_Data for this exercise:_

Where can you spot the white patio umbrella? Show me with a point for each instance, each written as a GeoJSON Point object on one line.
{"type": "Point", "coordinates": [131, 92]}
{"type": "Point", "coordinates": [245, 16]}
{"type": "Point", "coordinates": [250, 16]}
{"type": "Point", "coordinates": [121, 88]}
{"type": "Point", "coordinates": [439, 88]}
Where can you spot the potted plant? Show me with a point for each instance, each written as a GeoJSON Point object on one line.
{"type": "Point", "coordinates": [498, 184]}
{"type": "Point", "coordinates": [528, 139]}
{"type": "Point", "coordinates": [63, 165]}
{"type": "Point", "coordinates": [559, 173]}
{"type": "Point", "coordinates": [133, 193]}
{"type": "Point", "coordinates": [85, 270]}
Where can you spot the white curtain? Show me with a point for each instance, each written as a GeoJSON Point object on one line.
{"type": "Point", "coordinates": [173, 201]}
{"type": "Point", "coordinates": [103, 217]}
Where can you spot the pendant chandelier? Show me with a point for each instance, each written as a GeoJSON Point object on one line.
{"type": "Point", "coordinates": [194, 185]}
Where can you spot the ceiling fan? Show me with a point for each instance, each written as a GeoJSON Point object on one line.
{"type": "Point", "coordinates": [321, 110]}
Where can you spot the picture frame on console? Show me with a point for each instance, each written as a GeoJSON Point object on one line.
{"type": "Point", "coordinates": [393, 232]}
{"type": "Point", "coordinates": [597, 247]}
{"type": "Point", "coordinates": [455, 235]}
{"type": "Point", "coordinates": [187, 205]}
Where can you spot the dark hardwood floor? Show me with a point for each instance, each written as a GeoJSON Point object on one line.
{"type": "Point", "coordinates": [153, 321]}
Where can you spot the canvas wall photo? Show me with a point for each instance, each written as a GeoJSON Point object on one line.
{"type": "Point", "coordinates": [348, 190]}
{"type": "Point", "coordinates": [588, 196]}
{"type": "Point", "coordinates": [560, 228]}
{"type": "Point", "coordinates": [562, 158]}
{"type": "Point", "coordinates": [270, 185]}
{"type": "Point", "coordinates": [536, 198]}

_Work instructions:_ Return the line that contains "Where can you spot the dark" along with every line after it through the end of the entries, exactly, adding nothing.

_Answer to the task:_
Where can you spot the dark hardwood floor? Show me with a point for each instance, each written as a GeoJSON Point object on one line.
{"type": "Point", "coordinates": [153, 321]}
Where can you spot the canvas wall photo? Show me with a point for each instance, each written as a GeoJSON Point object on one line.
{"type": "Point", "coordinates": [348, 190]}
{"type": "Point", "coordinates": [588, 196]}
{"type": "Point", "coordinates": [560, 228]}
{"type": "Point", "coordinates": [562, 158]}
{"type": "Point", "coordinates": [270, 185]}
{"type": "Point", "coordinates": [536, 198]}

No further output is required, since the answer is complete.